■ TASK ITEM ■
Return the data exactly, without pictures.

■ INPUT RECORDS ■
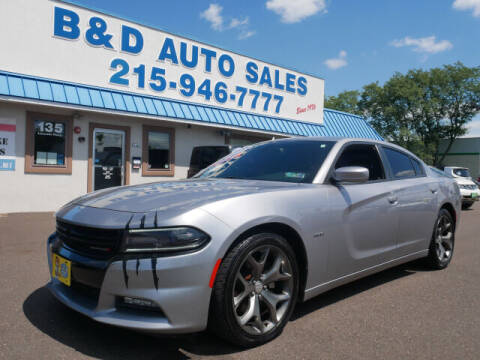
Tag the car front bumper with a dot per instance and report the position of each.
(178, 285)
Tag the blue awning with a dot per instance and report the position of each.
(45, 90)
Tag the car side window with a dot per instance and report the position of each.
(419, 171)
(363, 155)
(400, 164)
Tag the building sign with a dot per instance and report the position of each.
(96, 49)
(7, 144)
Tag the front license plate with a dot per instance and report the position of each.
(62, 269)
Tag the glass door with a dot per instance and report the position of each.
(108, 158)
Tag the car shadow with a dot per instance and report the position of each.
(103, 341)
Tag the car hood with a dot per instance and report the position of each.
(176, 196)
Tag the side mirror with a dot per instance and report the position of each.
(353, 174)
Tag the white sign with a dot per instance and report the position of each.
(7, 144)
(60, 41)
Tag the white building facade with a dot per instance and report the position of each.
(89, 101)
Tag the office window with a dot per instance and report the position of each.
(158, 151)
(48, 144)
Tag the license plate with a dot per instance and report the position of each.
(62, 269)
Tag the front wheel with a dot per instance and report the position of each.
(255, 290)
(443, 241)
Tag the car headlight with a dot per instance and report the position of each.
(164, 240)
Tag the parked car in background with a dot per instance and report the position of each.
(238, 245)
(468, 187)
(203, 156)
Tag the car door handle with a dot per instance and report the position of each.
(392, 199)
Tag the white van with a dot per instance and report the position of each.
(468, 188)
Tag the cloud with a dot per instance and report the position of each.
(246, 34)
(214, 16)
(292, 11)
(337, 63)
(427, 44)
(468, 5)
(238, 22)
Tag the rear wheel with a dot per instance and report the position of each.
(443, 241)
(255, 290)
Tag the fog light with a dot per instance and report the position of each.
(137, 303)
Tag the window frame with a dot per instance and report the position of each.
(386, 171)
(390, 170)
(30, 166)
(420, 165)
(170, 172)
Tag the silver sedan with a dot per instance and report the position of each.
(234, 248)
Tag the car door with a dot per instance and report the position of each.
(363, 220)
(416, 196)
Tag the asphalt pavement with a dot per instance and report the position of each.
(408, 312)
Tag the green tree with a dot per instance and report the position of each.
(458, 92)
(418, 109)
(345, 101)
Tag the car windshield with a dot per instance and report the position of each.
(288, 161)
(461, 172)
(439, 172)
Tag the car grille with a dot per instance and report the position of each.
(92, 242)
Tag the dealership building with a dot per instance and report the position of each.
(89, 100)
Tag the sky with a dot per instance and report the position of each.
(348, 43)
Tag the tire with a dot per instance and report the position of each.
(443, 241)
(260, 272)
(467, 205)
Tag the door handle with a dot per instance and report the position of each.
(392, 200)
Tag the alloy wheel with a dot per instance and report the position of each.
(444, 238)
(263, 288)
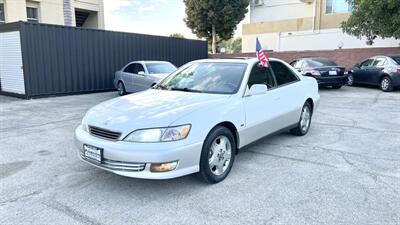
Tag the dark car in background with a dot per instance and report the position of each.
(326, 71)
(379, 70)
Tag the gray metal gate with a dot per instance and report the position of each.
(64, 60)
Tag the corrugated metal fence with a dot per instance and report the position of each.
(63, 60)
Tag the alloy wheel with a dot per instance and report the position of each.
(220, 155)
(305, 119)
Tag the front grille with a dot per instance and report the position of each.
(127, 166)
(103, 133)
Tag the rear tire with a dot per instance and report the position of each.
(305, 121)
(121, 88)
(217, 155)
(350, 80)
(386, 84)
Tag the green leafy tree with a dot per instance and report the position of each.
(373, 18)
(213, 19)
(177, 35)
(233, 45)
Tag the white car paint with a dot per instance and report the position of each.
(253, 117)
(134, 82)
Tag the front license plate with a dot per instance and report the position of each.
(332, 73)
(92, 153)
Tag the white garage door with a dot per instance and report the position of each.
(11, 72)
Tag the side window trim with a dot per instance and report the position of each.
(289, 83)
(270, 70)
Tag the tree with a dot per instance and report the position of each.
(177, 35)
(373, 18)
(212, 19)
(233, 45)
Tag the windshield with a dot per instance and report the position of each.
(396, 58)
(155, 68)
(207, 77)
(319, 62)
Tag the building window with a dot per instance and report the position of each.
(32, 14)
(2, 20)
(337, 6)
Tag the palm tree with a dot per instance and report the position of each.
(69, 18)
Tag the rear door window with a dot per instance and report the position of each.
(138, 68)
(366, 63)
(283, 74)
(261, 75)
(380, 61)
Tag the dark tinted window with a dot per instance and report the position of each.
(380, 61)
(320, 62)
(1, 13)
(32, 14)
(261, 75)
(130, 68)
(154, 68)
(208, 77)
(138, 68)
(396, 59)
(282, 73)
(367, 62)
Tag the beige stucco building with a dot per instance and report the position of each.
(296, 25)
(85, 13)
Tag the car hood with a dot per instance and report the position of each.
(147, 109)
(159, 76)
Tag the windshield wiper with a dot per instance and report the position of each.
(186, 90)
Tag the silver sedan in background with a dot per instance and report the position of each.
(141, 75)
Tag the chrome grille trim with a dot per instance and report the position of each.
(103, 133)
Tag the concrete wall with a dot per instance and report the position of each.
(345, 57)
(309, 40)
(51, 11)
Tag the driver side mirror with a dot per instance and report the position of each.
(257, 89)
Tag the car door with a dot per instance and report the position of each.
(290, 95)
(376, 70)
(362, 73)
(127, 77)
(141, 80)
(260, 110)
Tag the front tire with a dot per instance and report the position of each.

■ OUTPUT ■
Tag the car front bumper with a dot per instance and report the position of each.
(178, 285)
Tag the blue awning with a dot per instance and report the position of each.
(45, 90)
Tag the car side window with a dot per instance and report the position of each.
(419, 171)
(363, 155)
(400, 164)
Tag the building sign with a dot per instance and report the position of each.
(96, 49)
(7, 144)
Tag the front license plate with a dot per instance and report the position of each.
(62, 269)
Tag the glass door with a dot per instance and report the position of each.
(108, 158)
Tag the car shadow with a dot per instance and report the position of each.
(103, 341)
Tag the car hood with a dot per instance and report the position of each.
(176, 196)
Tag the side mirror with a dot per instance and report the position of each.
(353, 174)
Tag the white sign with a dot per instance and report the position of each.
(7, 144)
(60, 41)
Tag the white building facade with a dot per instance and report the position of each.
(89, 101)
Tag the office window with a dot per instance and report the position of each.
(158, 151)
(48, 144)
Tag the license plate with a dot per instance and report the position of each.
(62, 269)
Tag the front wheel with a dot per instance and report the position of each.
(255, 290)
(443, 241)
Tag the car headlight with a dot per instance and report the position of each.
(164, 240)
Tag the parked car in background with a dot per instance and report the position of each.
(238, 245)
(468, 187)
(203, 156)
Tag the car door handle with a dot per instance and report the position of each.
(392, 199)
Tag the white van with a dot per instance and report the position of each.
(468, 188)
Tag the cloud with a dot per instance and report the position of each.
(246, 34)
(214, 16)
(292, 11)
(337, 63)
(427, 44)
(468, 5)
(238, 22)
Tag the rear wheel with a dot per instance and report the position of each.
(443, 241)
(255, 290)
Tag the fog light with a dot per instance and report the position of each.
(137, 303)
Tag the window frame with a dot per instance and report the position of each.
(386, 171)
(390, 170)
(30, 166)
(420, 165)
(170, 172)
Tag the silver sedan with a dot per instance and report the position of each.
(234, 248)
Tag the car door with a dot per instance and report the position of each.
(363, 220)
(416, 196)
Tag the asphalt pavement with a dot per instance and report the position of each.
(408, 312)
Tag the green tree with a dot per instance and report the position of each.
(458, 92)
(418, 109)
(345, 101)
Tag the car windshield with a dot per instance and report the position of each.
(288, 161)
(461, 172)
(439, 172)
Tag the car grille with a dot per instance and report the position of each.
(92, 242)
Tag the dealership building with a dot per instance and report the position of each.
(89, 100)
Tag the sky with a dot per instance and report the position of each.
(348, 43)
Tag the tire with a dot per instance and report the position of each.
(443, 241)
(260, 272)
(467, 205)
Tag the door handle with a dot per instance and report the position of each.
(392, 200)
Tag the alloy wheel with a dot per instance and report the position of each.
(444, 238)
(263, 288)
Tag the dark car in background with a dot per instance and report the position of each.
(326, 71)
(379, 70)
Tag the gray metal gate with a dot per instance and report the position of each.
(64, 60)
Tag the corrugated metal fence with a dot per instance and report the position of each.
(63, 60)
Tag the alloy wheel with a dot per instance and report the position of each.
(220, 155)
(305, 119)
Tag the front grille with a dot per instance and report the position of each.
(127, 166)
(103, 133)
Tag the rear tire with a dot per instance and report the position of each.
(305, 121)
(121, 88)
(217, 155)
(350, 80)
(386, 84)
Tag the green leafy tree with a dot per instance and report the position of each.
(373, 18)
(213, 19)
(177, 35)
(233, 45)
Tag the white car paint with a dot per instance and report the position of each.
(253, 117)
(134, 82)
Tag the front license plate with a dot per instance and report the position of each.
(332, 73)
(92, 153)
Tag the white garage door with a dot per instance and report the position of each.
(11, 72)
Tag the side window trim with a dot per instance and report the position of each.
(289, 83)
(270, 70)
Tag the tree with a dot per instance and report the position of each.
(177, 35)
(373, 18)
(212, 19)
(233, 45)
Tag the windshield with a dot per instance and report the position of each.
(396, 58)
(155, 68)
(207, 77)
(319, 62)
Tag the building window with a dot per instance and report the position of each.
(32, 14)
(2, 20)
(337, 6)
Tag the palm tree with a dot per instance and report the position of each.
(69, 18)
Tag the rear door window with a dot per instance and report the position of each.
(138, 68)
(366, 63)
(283, 74)
(261, 75)
(380, 61)
Tag the dark tinted window with a dot per instance and report the position of each.
(380, 61)
(320, 62)
(1, 13)
(32, 14)
(261, 75)
(130, 68)
(154, 68)
(208, 77)
(138, 68)
(396, 59)
(282, 73)
(367, 62)
Tag the beige stucco building with a dot per instance and report the position of each.
(296, 25)
(85, 13)
Tag the car hood with a dot per instance and report the position of each.
(147, 109)
(159, 76)
Tag the windshield wiper with a dot per instance and report the position of each.
(186, 90)
Tag the silver sedan in background with a dot per instance and report the position of each.
(141, 75)
Tag the chrome grille trim with a dot per instance and report the position of each.
(103, 133)
Tag the concrete wall with a dot per instance and report the position of each.
(345, 57)
(309, 40)
(51, 11)
Tag the driver side mirror with a dot per instance and report the position of each.
(257, 89)
Tag the car door with a dot per instance and report the position of each.
(290, 95)
(376, 70)
(362, 73)
(127, 77)
(141, 80)
(260, 110)
Tag the front tire with a dot per instance and report the position of each.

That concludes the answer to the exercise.